> [ЗАДАНИЕ]: Объясните по тексту о формуле в устном эпосе, почему новые формулы певца появляются почти незаметно.

***** ИСХОДНЫЙ ТЕКСТ

В классических трудах А. Б. Лорда и С. М. Боуры формула рассматривается как «контактная зона» между исполнителем и аудиторией. Кавелти, хотя и учитывает эти исследования, заимствует из них узкое понимание формулы – как устойчивого сочетания существительного и прилагательного, позиция которого в произведении определена метром и размером стиха. Лорд же определяет формулу широко – как «метод быстрого сочинения»: в сознании певца нет «корзиночек» с готовыми элементами, певец должен постоянно импровизировать, подстраиваться под настроение и интересы аудитории, находя каждый раз новые способы для выражения тем и эмоций. Разумеется, многое в исполнении певца носит традиционный характер, он использует элементы, или «схемы», которые усвоил от учителей или услышал от других певцов, однако он должен, «руководствуясь потребностями исполнения, научиться приспосабливать к этим схемам то, что он слышит, и то, что он хочет выразить»453. Исполнитель «не просто жонглирует застывшими выражениями», он постоянно сочиняет новые формулы. Однако их создание происходит почти незаметно, так как цель певца не поразить слушателей оригинальностью, а, наоборот, сделать восприятие комфортным454. Умелый исполнитель создает формулы, «которые, соответствуя старой традиционной манере, добавляли бы рассказу кое-какие неожиданные оттенки», и успех певца, таким образом, «будет определяться той легкостью, с какой он сможет вплести свои новые формулы в старые схемы»455. Формула возникает там, где этого требует повествование – например, в сценах битвы или появления героя, – но варианты реализации могут быть разными. Например, певец использует устойчивое определение при описании героя, чтобы слушатели сразу его узнали, но определение также может быть связано с контекстом, например, если герой проявляет неожиданное для себя качество. Формульным может быть целый стих и даже группа стихов. Размер диктуется не традицией, а реакцией аудитории: если певец чувствует, что слушатели еще не готовы к дальнейшему развитию действия, он может замедлить ход повествования развернутой формулой456.

**********
***** ИСХОДНЫЕ ДАННЫЕ

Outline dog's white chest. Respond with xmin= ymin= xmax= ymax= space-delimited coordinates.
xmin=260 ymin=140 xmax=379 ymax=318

**********

> [ОТВЕТ]: Певец стремится не поразить слушателей оригинальностью, а сделать их восприятие комфортным. Поэтому умелый исполнитель создает формулы, которые соответствуют старой традиционной манере и лишь добавляют рассказу неожиданные оттенки.